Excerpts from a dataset
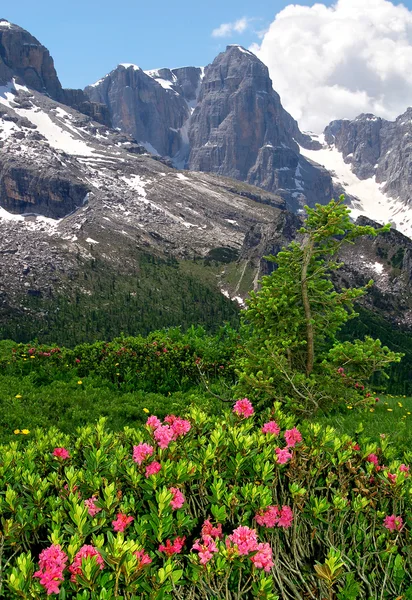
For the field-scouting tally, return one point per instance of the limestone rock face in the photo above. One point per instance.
(23, 57)
(224, 119)
(239, 128)
(379, 149)
(144, 106)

» **Exercise objective**: Print all entries exactly. The images do not belong in the copy.

» **Result**:
For the field-scouting tally, return one point per instance of the limestone rock face in the photo above. One point per instance.
(23, 57)
(224, 119)
(239, 128)
(379, 149)
(144, 106)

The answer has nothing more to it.